DESCRIPTION OF THE TASK: Pull every line from the entries below and write each one out word for word, with nothing changed.

== == ==

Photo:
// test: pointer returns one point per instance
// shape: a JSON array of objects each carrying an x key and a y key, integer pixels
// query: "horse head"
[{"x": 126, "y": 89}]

== == ==

CORRECT RESULT:
Photo:
// test: pointer returns one point per instance
// shape: a JSON array of objects each carrying an x key and a y key, integer pixels
// query: "horse head"
[{"x": 126, "y": 89}]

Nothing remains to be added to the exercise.